[INFORMATION GIVEN]
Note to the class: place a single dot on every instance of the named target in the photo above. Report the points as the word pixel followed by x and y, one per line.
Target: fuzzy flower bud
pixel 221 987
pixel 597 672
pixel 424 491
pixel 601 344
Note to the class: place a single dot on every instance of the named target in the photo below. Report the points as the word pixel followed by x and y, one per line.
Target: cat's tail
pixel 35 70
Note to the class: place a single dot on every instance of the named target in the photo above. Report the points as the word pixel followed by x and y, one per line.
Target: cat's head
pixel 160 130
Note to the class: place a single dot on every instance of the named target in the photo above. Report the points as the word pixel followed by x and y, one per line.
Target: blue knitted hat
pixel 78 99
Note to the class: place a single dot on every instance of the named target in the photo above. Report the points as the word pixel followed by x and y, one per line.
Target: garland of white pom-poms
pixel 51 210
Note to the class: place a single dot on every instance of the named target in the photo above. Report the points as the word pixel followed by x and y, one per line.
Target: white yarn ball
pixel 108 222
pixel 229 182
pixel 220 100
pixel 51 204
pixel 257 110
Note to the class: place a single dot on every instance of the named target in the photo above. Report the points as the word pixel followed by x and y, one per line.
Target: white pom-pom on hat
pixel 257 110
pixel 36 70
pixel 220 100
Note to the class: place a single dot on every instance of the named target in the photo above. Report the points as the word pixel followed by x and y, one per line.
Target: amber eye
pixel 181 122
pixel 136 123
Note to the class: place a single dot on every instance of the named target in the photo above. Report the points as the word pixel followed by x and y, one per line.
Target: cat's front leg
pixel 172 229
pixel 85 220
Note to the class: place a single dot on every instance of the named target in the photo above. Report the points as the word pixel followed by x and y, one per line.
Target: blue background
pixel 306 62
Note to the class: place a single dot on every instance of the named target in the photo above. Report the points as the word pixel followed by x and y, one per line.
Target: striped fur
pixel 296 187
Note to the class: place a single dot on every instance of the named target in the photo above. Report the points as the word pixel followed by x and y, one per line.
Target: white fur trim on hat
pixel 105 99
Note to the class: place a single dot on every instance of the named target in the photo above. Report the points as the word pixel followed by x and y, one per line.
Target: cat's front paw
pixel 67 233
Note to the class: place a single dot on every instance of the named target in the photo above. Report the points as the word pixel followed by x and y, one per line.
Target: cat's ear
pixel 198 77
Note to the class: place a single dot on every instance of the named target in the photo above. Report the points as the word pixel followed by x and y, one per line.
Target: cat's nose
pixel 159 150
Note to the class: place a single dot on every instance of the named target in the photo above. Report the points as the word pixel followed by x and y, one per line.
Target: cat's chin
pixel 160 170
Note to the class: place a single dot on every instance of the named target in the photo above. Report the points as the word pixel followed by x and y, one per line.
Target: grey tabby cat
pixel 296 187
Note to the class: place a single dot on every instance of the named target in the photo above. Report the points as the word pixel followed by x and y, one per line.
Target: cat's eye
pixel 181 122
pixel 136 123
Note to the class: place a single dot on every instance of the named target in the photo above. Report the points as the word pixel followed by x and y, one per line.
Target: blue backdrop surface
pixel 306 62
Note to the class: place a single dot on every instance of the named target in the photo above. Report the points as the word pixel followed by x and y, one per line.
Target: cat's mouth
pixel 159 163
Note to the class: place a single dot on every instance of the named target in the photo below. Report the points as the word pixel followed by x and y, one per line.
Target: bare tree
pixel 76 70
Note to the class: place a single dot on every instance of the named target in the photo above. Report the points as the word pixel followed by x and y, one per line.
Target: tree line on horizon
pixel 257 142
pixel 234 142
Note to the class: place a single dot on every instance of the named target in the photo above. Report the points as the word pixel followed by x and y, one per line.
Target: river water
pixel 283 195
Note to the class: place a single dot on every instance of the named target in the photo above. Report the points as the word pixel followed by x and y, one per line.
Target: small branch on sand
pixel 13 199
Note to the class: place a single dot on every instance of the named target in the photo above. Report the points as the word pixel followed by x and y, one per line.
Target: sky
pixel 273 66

[GOAL] Report how many lines in the records contain the word "front". Reply with the number alone.

[SOLUTION TO THIS TASK] 2